Evidentemente preocupados por la visibilización de los impactos de las empresas en los derechos humanos, un grupo de diputados, afines a sus intereses, presentó el 2023 un proyecto de ley que “establece la obligación de las organizaciones no gubernamentales de trasparentar sus ingresos y mecanismos de financiamiento” (Boletín Nº 15.643-06) . Entre los objetivos de dicho proyecto se considera el “de prevenir y fiscalizar de mejor manera eventuales situaciones irregulares, como, por ejemplo, conflictos de interés, encubrimiento de actividades ilícitas, tráfico de influencia, entre otras”.
Sin poner en duda la necesidad de la trasparencia de toda iniciativa humana que involucre recursos financieros, cualquiera sea el sector del que provenga, la ofensiva empresarial aquí referida resulta además de contradictoria, preocupante.
Contradictoria, toda vez que proviene de un sector que, lejos de haber sido adalid de la trasparencia, ha estado involucrado en el pasado, y en no pocos casos hasta la fecha, en estrategias ilícitas, mas cercanas a la oscuridad que a la luz. No podemos olvidar la forma en que muchos de los conglomerados empresariales hoy dominantes en el país, entre ellos los forestales y los mineros, se apropiaron hace algunas décadas de las empresas del Estado a través de mecanismos carentes de toda transparencia, como lo demuestra tan nítidamente el libro “Complicidad económica con la dictadura chilena. Un país desigual a la fuerza” (Bohoslavsky y otros eds., Lom, 2019).
Tampoco podemos olvidar el financiamiento ilegal de la política que involucró a altos directivos de SQM, en una estrategia evidentemente orientada a lograr lo que hoy internacionalmente se conoce como “captura corporativa” de los órganos del Estado a objeto de lograr beneficios de parte de quienes lo integran.
A ello se agregan los pagos que la empresa Corpesca hizo años atrás al ex senador Orpis, condenado por la justicia por ello, en el contexto de la tramitación hoy anulada Ley de Pesca.

+ + +

#### [TAREA DEL EJERCICIO A]
Explica en una a tres oraciones por qué, según el texto sobre el proyecto de ley de transparencia de las ONG, la ofensiva empresarial resulta contradictoria.
#### [TAREA DEL EJERCICIO B]
Retoma el texto sobre el proyecto de ley que obliga a las ONG a transparentar su financiamiento y continúalo a partir de su última oración.
Para resolver lo que se pide no hacen falta los datos.

+ + +

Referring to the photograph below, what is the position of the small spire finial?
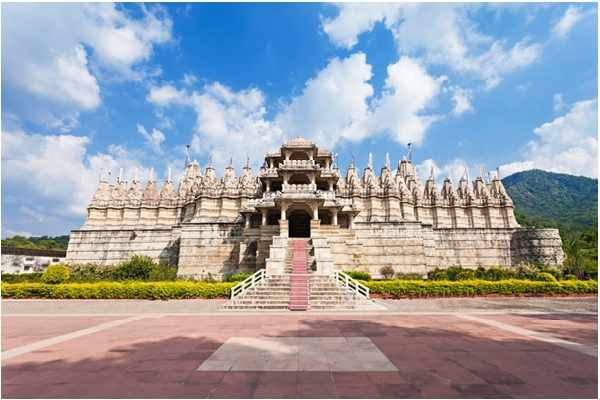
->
[185,144,192,167]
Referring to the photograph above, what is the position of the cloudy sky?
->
[2,4,598,237]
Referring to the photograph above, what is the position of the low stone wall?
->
[65,226,180,265]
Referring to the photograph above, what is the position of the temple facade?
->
[67,138,564,279]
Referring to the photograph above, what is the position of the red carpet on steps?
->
[290,240,308,311]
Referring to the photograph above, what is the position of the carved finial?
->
[185,144,192,167]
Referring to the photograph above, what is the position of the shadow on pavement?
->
[2,316,597,398]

+ + +

#### [RESULTADO DE LA TAREA A]
Resulta contradictoria porque proviene de un sector que, lejos de haber sido adalid de la transparencia, ha estado involucrado en el pasado, y en no pocos casos hasta la fecha, en estrategias ilícitas. El texto da como ejemplos la apropiación de empresas del Estado por conglomerados forestales y mineros mediante mecanismos carentes de transparencia, el financiamiento ilegal de la política por altos directivos de SQM y los pagos de Corpesca al ex senador Orpis.

#### [RESULTADO DE LA TAREA B]
Para quienes tengan mala memoria, y no recuerden estos hechos, se debe dar cuenta de conductas empresariales más recientes en el tiempo, igualmente lejanas a la probidad y a la transparencia, como lo son los cobros discriminatorios realizados por las ISAPRES a sus afiliados en razón del género y la edad, hechos también condenados por la justicia, o la producción por empresas de salmonicultura de volúmenes superiores a los autorizados por la autoridad, o los beneficios tributarios obtenidos por una empresa del mismo rubro utilizando información falsa, hechos estos últimos que han derivado en acciones judiciales por parte del Consejo de Defensa del Estado.
Más allá de las evidentes contradicciones éticas del mundo de la empresa, quienes a través de sus representantes en el parlamento o a través de la prensa abogan por sus intereses e impulsan esta ofensiva en contra de las organizaciones defensoras de derechos humanos, resulta preocupante el desconocimiento, o falta de comprensión en ellas existente, respecto al rol que dichas organizaciones cumplen en una sociedad democrática, así como sobre la obligación del Estado no solo de proteger su accionar, sino también de promoverlas.
En efecto, Chile es parte de diversos instrumentos internacionales que establecen directrices sobre la materia que se deben tener presente. El primero de ellos es la Declaración sobre los defensores de los derechos humanos adoptada por la Asamblea General en 1998, con el voto favorable de Chile.
Dicha Declaración identifica a los defensores de los derechos humanos como individuos o grupos que actúan para promover, proteger o luchar por la protección y realización de los derechos humanos y las libertades fundamentales por medios pacíficos, reconociendo el papel clave que estos tienen en la realización de los derechos humanos consagrados en los tratados jurídicamente vinculantes y en el sistema internacional en general.
La Declaración además establece la responsabilidad de los estados de proporcionar apoyo a los defensores de los derechos humanos, tanto individuales como a través de organizaciones, garantizando su protección frente a toda violencia, amenaza, represalia, discriminación negativa, presión o cualquier otra acción arbitraria en el ejercicio de su labor.
A ella se agrega el más reciente Acuerdo Regional sobre el Acceso a la Información, la Participación Pública y el Acceso a la Justicia en Asuntos Ambientales en América Latina y el Caribe, conocido como Acuerdo de Escazú de 2018, ratificado por Chile. Dicho acuerdo, junto con valorar el rol de los defensores de derechos ambientales, muchas veces afectados por la industria extractiva hoy prevalente en Chile, contiene disposiciones específicas para la protección de su labor.
Así en su artículo 9 establece la obligación de los estados partes de garantizar “…un entorno seguro y propicio en el que las personas, grupos y organizaciones que promueven y defienden los derechos humanos en asuntos ambientales puedan actuar sin amenazas, restricciones e inseguridad”. El mismo artículo agrega que los estados deben tomar las “medidas apropiadas, efectivas y oportunas para prevenir, investigar y sancionar ataques, amenazas o intimidaciones que los defensores de los derechos humanos en asuntos ambientales puedan sufrir en el ejercicio de los derechos contemplados en el presente Acuerdo”.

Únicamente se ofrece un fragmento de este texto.